◆ **SOURCE MATERIAL**
....................

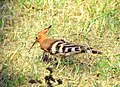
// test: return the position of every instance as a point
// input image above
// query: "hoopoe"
(59, 46)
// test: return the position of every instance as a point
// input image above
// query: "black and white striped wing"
(60, 47)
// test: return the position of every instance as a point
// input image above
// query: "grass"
(93, 23)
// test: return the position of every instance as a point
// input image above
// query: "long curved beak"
(31, 46)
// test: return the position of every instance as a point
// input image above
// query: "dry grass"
(94, 23)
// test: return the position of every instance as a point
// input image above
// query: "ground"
(93, 23)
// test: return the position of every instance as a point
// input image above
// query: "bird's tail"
(90, 50)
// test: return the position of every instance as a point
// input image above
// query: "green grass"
(94, 23)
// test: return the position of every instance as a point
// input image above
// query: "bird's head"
(41, 36)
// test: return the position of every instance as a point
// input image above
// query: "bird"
(60, 47)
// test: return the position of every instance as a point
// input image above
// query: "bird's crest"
(41, 36)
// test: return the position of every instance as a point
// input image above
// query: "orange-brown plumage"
(60, 47)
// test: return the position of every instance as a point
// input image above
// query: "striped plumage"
(60, 47)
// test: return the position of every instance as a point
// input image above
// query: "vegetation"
(94, 23)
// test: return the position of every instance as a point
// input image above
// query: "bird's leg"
(45, 57)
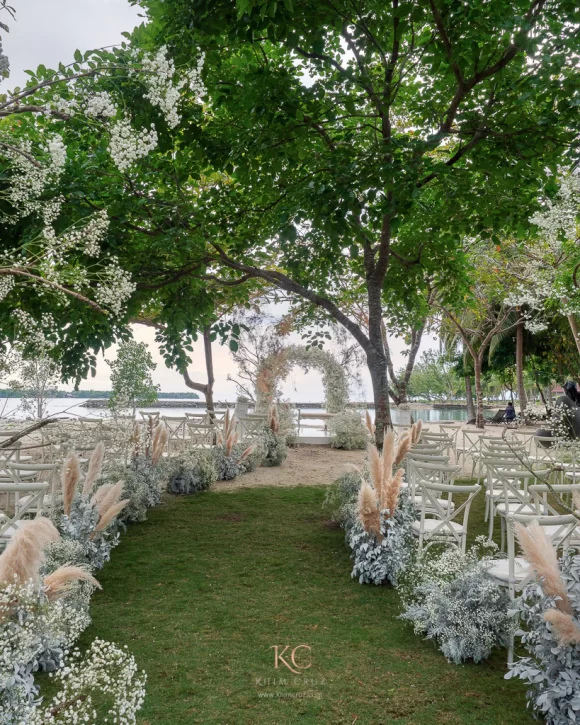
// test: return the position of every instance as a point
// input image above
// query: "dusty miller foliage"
(552, 670)
(143, 484)
(340, 499)
(385, 561)
(275, 446)
(79, 526)
(195, 471)
(451, 599)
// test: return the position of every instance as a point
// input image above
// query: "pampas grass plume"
(110, 498)
(94, 469)
(376, 470)
(392, 494)
(564, 626)
(403, 448)
(368, 511)
(58, 583)
(369, 423)
(71, 475)
(388, 456)
(542, 557)
(23, 556)
(160, 438)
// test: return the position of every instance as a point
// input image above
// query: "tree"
(131, 381)
(416, 122)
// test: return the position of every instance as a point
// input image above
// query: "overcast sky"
(48, 32)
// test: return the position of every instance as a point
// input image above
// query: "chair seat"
(515, 508)
(46, 503)
(499, 569)
(429, 526)
(443, 502)
(11, 530)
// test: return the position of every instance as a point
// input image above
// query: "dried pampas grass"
(416, 431)
(543, 558)
(369, 423)
(273, 419)
(388, 455)
(110, 498)
(564, 626)
(60, 582)
(71, 475)
(100, 493)
(94, 469)
(160, 438)
(392, 495)
(403, 448)
(368, 510)
(23, 556)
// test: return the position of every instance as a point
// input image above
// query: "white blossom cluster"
(114, 288)
(101, 105)
(127, 145)
(29, 180)
(106, 672)
(31, 331)
(159, 73)
(6, 285)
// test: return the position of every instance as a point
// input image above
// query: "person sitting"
(510, 413)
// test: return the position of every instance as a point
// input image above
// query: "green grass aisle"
(202, 590)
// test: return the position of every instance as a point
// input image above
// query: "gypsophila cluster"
(114, 288)
(101, 105)
(162, 91)
(385, 561)
(104, 685)
(552, 668)
(127, 145)
(451, 599)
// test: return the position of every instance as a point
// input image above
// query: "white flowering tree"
(131, 382)
(549, 280)
(106, 110)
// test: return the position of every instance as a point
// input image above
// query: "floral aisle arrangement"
(146, 475)
(273, 440)
(449, 597)
(381, 539)
(549, 609)
(40, 619)
(227, 457)
(89, 520)
(348, 431)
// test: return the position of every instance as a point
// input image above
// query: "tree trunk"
(469, 398)
(574, 328)
(378, 372)
(205, 388)
(479, 421)
(520, 363)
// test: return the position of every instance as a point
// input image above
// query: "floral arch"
(276, 368)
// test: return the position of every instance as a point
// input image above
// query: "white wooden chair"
(514, 497)
(514, 572)
(201, 435)
(23, 473)
(9, 524)
(440, 524)
(251, 427)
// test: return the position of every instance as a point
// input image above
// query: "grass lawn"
(203, 590)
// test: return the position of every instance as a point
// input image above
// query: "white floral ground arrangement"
(47, 570)
(450, 598)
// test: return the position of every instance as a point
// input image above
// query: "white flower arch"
(276, 368)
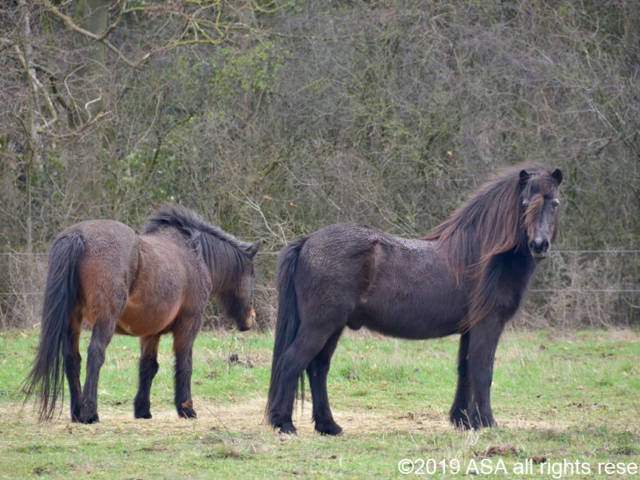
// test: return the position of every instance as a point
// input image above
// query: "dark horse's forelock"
(208, 241)
(490, 223)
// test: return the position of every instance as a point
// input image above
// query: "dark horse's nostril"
(539, 246)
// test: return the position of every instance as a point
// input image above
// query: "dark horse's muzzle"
(539, 247)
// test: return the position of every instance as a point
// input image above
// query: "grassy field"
(556, 396)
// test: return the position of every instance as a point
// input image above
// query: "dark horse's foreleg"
(184, 334)
(100, 337)
(458, 414)
(307, 344)
(72, 363)
(483, 343)
(317, 371)
(148, 367)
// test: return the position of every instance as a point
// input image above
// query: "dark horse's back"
(370, 278)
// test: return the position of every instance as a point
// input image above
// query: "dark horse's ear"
(253, 248)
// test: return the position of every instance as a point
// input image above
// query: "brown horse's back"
(142, 281)
(160, 292)
(107, 268)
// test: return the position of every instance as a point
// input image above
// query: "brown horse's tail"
(288, 319)
(61, 294)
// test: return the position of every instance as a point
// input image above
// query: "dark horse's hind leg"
(307, 344)
(100, 338)
(483, 343)
(317, 371)
(458, 414)
(72, 363)
(148, 367)
(184, 334)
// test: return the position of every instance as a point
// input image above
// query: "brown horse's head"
(229, 261)
(540, 201)
(237, 297)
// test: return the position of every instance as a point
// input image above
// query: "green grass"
(556, 396)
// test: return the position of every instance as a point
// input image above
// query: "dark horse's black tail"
(61, 294)
(288, 318)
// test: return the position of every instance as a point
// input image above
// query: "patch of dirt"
(499, 450)
(248, 418)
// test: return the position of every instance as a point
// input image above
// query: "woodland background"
(275, 118)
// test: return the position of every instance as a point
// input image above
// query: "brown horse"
(467, 276)
(101, 272)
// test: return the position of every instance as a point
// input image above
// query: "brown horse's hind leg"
(148, 368)
(458, 414)
(317, 371)
(100, 338)
(72, 363)
(184, 334)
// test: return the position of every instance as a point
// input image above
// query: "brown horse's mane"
(490, 223)
(224, 255)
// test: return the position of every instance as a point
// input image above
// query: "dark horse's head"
(540, 200)
(229, 261)
(516, 212)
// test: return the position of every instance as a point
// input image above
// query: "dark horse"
(145, 286)
(467, 276)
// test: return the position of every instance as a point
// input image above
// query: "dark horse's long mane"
(224, 255)
(490, 223)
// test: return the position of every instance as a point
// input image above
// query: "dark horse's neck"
(516, 269)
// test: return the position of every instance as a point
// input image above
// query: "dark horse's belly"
(415, 297)
(403, 321)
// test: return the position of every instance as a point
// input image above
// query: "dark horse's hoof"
(89, 418)
(329, 428)
(483, 421)
(461, 422)
(185, 410)
(288, 429)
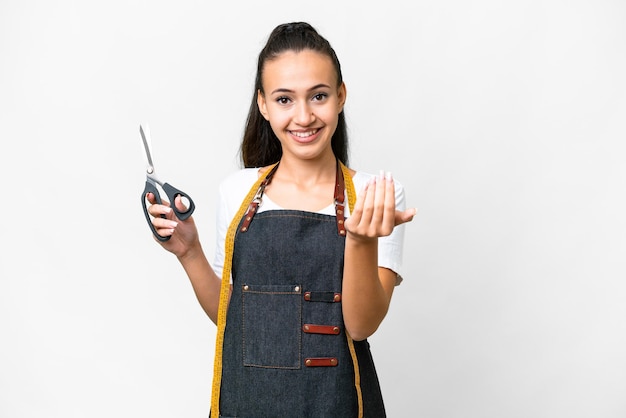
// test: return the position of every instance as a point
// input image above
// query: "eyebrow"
(315, 87)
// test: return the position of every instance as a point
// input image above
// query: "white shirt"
(234, 188)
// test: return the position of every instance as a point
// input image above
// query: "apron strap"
(225, 293)
(339, 198)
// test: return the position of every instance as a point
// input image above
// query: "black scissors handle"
(171, 193)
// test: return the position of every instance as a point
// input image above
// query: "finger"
(180, 204)
(404, 216)
(357, 212)
(369, 201)
(389, 206)
(157, 210)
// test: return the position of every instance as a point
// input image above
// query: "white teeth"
(304, 134)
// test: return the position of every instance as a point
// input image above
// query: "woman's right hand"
(183, 234)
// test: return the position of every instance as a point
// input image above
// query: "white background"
(504, 121)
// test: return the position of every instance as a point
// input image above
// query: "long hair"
(260, 146)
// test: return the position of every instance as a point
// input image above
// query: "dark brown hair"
(260, 146)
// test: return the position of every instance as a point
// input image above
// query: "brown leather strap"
(258, 198)
(340, 188)
(321, 362)
(321, 329)
(331, 297)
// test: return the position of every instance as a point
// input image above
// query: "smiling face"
(302, 102)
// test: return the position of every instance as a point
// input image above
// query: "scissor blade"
(146, 145)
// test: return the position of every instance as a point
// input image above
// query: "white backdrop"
(504, 121)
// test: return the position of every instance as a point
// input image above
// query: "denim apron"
(285, 350)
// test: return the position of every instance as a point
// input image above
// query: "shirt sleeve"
(231, 192)
(390, 248)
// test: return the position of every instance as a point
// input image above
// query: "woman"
(307, 268)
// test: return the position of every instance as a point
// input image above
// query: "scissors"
(152, 186)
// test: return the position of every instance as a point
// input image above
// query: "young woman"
(305, 267)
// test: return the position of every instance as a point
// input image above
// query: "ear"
(260, 101)
(342, 94)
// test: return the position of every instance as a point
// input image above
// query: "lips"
(305, 136)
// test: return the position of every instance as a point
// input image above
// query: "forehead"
(298, 69)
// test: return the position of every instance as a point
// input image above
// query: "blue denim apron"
(285, 349)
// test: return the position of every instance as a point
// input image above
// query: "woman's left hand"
(375, 213)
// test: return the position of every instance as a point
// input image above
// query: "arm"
(367, 288)
(185, 244)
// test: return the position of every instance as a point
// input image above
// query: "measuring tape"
(225, 293)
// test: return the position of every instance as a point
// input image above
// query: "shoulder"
(234, 187)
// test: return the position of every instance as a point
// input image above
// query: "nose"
(304, 114)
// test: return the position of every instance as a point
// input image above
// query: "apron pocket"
(272, 321)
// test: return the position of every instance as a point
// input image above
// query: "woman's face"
(302, 102)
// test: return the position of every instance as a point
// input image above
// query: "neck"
(308, 171)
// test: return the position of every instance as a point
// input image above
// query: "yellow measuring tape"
(225, 293)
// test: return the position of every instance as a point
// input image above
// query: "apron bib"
(284, 351)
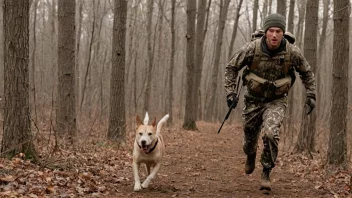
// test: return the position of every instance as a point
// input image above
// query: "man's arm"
(240, 59)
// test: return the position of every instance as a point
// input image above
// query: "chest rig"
(269, 77)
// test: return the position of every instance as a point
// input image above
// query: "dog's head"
(145, 134)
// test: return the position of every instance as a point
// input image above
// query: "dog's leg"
(147, 169)
(137, 181)
(151, 176)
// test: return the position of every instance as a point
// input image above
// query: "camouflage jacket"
(269, 66)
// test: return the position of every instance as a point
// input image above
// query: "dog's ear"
(154, 122)
(138, 120)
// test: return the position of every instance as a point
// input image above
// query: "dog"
(148, 149)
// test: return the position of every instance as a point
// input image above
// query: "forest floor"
(199, 163)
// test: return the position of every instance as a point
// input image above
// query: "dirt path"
(207, 164)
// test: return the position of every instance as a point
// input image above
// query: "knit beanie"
(274, 20)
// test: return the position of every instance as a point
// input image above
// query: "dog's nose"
(143, 142)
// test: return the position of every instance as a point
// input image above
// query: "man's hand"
(232, 99)
(310, 104)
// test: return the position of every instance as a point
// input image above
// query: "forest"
(74, 75)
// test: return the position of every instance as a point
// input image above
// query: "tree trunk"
(255, 15)
(281, 7)
(224, 5)
(66, 103)
(289, 118)
(199, 53)
(17, 135)
(33, 78)
(234, 30)
(172, 63)
(337, 150)
(189, 122)
(291, 14)
(117, 119)
(322, 103)
(147, 94)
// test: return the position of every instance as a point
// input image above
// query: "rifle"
(237, 93)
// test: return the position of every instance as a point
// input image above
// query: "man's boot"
(250, 163)
(265, 180)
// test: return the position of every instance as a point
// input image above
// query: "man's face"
(274, 37)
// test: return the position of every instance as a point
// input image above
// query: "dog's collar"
(152, 149)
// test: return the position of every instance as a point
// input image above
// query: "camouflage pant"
(261, 117)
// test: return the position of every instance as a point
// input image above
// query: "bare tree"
(224, 5)
(147, 94)
(117, 118)
(321, 104)
(172, 63)
(281, 7)
(33, 87)
(306, 137)
(291, 96)
(235, 27)
(291, 14)
(199, 53)
(66, 100)
(255, 15)
(337, 150)
(17, 135)
(189, 122)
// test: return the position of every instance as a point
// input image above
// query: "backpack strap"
(287, 62)
(257, 55)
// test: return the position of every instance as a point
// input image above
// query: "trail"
(204, 163)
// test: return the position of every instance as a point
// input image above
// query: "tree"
(281, 7)
(150, 51)
(66, 100)
(199, 53)
(306, 137)
(117, 118)
(224, 5)
(189, 122)
(17, 137)
(290, 111)
(172, 63)
(321, 105)
(255, 15)
(235, 27)
(291, 14)
(337, 150)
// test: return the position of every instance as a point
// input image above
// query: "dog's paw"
(137, 187)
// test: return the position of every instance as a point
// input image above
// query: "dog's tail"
(161, 123)
(146, 119)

....................

◆ **INSTRUCTIONS FOR THE TASK**
Tally the lines in the material above that contain the string "black". Treat uppercase and lowercase letters as distinct, and reply with only the number.

◆ **RESULT**
3